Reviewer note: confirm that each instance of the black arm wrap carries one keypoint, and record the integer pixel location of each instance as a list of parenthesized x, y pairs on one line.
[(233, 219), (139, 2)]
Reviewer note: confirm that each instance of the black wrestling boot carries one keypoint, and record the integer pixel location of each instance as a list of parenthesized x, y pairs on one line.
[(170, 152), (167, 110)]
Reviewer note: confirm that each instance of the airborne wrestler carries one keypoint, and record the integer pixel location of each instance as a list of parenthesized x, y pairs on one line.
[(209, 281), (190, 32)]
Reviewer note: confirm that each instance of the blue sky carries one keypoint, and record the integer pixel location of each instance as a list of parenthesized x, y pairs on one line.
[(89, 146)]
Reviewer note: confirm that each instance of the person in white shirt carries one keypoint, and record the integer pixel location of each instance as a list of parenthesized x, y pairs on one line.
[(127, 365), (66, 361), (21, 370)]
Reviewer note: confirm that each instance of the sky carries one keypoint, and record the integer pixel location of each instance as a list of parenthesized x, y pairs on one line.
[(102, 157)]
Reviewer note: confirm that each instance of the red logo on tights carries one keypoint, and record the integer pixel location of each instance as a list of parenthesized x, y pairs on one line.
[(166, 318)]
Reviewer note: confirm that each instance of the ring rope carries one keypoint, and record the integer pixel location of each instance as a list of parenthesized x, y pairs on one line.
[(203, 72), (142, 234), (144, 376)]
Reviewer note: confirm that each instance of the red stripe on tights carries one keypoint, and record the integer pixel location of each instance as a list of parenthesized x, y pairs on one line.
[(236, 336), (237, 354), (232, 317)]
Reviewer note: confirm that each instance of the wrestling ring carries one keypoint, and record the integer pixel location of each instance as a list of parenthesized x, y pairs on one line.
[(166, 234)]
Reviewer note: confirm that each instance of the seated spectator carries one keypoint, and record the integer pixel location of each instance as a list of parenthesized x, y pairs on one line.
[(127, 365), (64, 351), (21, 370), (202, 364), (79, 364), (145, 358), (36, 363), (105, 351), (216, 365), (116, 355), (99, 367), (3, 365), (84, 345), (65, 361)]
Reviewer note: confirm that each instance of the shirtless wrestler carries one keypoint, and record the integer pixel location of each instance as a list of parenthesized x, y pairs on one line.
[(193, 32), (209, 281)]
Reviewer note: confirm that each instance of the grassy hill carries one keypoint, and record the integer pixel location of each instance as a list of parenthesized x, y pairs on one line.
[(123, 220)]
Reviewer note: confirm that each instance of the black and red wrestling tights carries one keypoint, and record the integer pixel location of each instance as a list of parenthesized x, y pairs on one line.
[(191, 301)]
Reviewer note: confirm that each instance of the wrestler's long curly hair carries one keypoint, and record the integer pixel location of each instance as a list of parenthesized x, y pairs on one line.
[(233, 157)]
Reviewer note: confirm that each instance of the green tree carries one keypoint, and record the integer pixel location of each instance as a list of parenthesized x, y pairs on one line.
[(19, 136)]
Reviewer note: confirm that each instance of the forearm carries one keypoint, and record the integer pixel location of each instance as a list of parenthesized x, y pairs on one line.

**********

→ **Set exercise**
Retype all of the items above word for word, keeping every line in its original order.

→ **Result of the task**
Reviewer note: confirm that each instance of the black arm wrap carries one keypoint, and record the integer pixel location of each instance as a list of parenthesized x, y pairs on one line.
[(233, 219), (139, 2)]
Reviewer note: confirm that each instance of the black wrestling boot carries one keypoint, and record the integer pixel location of each instance as a list of parenthesized x, y pairs on one line.
[(170, 152), (167, 110)]
Reviewer note: confirm that each instance of the airborne wrestler carries one keypoint, and record the integer pixel location of each instance as a list of parenthesized x, y pairs on one line.
[(209, 281), (190, 32)]
Reviewer note: confirm that each instance of the blue sky carries one keypoint, and record the integer pixel location of each instance as a list of parenthesized x, y pairs on one line.
[(89, 146)]
Reviewer note: confirm that each instance of the person in white shirt carries one keypoint, and record the integer pixel location of each instance as a list of parenthesized x, y pairs on one line.
[(127, 365), (66, 361), (21, 370)]
Reviewer note: confirm that each instance of the sky carries one keypoint, and record the integer pixel location of each instance as a list of parenthesized x, y pairs on one line.
[(102, 157)]
Reviewer note: confirm that each instance of the red logo on tights carries one keypoint, and record the integer pixel location of each instance as a list of parenthesized x, y pairs on one line.
[(166, 318)]
Reviewer note: confirm that each instance of the ring rope carries one keypoint, and record the integer pixel location of each instance as a list of parenthesized x, y pairs on one line.
[(203, 72), (142, 234), (144, 376)]
Reviewer note: confirm that each instance of the red stripe on tights carries one keypoint, and record the integer pixel location of each instance as a list of parenthesized x, y pairs on one line.
[(236, 336), (237, 354), (232, 317)]
Reviewer note: confirm that each instance of the wrestling ring carries one keypoint, and record the integer pixel location of each instance as a list of parenthesized x, y pairs on one line.
[(166, 234)]
Reviewer note: confirm that each instance of the seated spectator carries one keypoint, and record the integer pixel location of each instance as a list of parenthesized x, y pairs on one line.
[(127, 365), (64, 351), (21, 370), (202, 364), (79, 364), (145, 358), (36, 363), (105, 351), (216, 365), (116, 355), (99, 367), (3, 365), (84, 345), (65, 361)]
Reviewer note: confirm that each instance of the shirtless wrestler carries one keypoint, and record the integer pixel location of each instance as a list of parenthesized x, y pairs on one line.
[(193, 32), (209, 281)]
Reviewer note: confirm that each instance of the grassy hill carries one keypoint, and record the integer pixel location of each instance as a list of parenthesized x, y pairs on one line.
[(123, 220)]
Reviewer note: confirm that each instance of the black and red wrestling tights carries one keypoint, and record the integer pixel location of each instance as a list of parenthesized x, y pairs on one line.
[(191, 301)]
Reviewer note: confirm that each instance of the wrestler's long curly hair carries one keypoint, and record the integer pixel location of each instance as a list of parenthesized x, y pairs on one line.
[(233, 157)]
Reviewer note: confirm that each instance of the green tree carries one keypoint, and record the integer pixel location of each instance as a list of parenthesized x, y pairs on one line.
[(19, 136)]
Reviewer note: confirm that each instance of the forearm carries one keypoint, and record the integer pixel location of each instance as a list of parenthesized x, y pairs on one line.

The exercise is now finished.